#### [Source material]
== Segment start ==
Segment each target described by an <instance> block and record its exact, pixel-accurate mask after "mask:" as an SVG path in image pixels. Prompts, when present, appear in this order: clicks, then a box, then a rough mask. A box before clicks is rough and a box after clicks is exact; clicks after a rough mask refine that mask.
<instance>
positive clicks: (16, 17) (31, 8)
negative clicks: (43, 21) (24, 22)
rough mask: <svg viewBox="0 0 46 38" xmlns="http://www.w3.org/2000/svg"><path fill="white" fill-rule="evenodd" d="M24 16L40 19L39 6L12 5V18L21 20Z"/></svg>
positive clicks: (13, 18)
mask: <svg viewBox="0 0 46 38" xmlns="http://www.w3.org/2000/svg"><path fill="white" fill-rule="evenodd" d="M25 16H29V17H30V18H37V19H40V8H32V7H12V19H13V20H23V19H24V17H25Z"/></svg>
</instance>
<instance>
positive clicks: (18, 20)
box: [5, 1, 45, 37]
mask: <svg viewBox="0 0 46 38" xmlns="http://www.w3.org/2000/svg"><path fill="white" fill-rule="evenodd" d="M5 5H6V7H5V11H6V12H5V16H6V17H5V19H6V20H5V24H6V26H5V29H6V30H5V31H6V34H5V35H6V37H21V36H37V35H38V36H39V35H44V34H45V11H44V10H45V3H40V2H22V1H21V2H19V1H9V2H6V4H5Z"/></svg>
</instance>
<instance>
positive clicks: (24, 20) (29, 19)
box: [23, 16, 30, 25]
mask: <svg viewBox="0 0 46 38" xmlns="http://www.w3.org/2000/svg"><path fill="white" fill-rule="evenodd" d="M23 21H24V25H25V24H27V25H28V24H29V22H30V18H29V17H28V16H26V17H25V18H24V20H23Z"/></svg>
== Segment end ==
Exactly the lines from the one containing "positive clicks: (18, 20)" through the end of the records above should be returned, with both ends kept.

#### [Written solution]
positive clicks: (18, 20)
box: [5, 1, 45, 37]
mask: <svg viewBox="0 0 46 38" xmlns="http://www.w3.org/2000/svg"><path fill="white" fill-rule="evenodd" d="M5 5H6V7H5V11H6V12H5V16H6V17H5V19H6V20H5V24H6V26H5V29H6V30H5V31H6V34H5V35H6V37H21V36H37V35H38V36H39V35H44V34H45V11H44V10H45V3H40V2H22V1H21V2H19V1H9V2H6V4H5Z"/></svg>
</instance>
<instance>
positive clicks: (24, 20) (29, 19)
box: [23, 16, 30, 25]
mask: <svg viewBox="0 0 46 38" xmlns="http://www.w3.org/2000/svg"><path fill="white" fill-rule="evenodd" d="M23 21H24V25H25V24H27V25H28V24H29V22H30V18H29V17H28V16H26V17H25V18H24V20H23Z"/></svg>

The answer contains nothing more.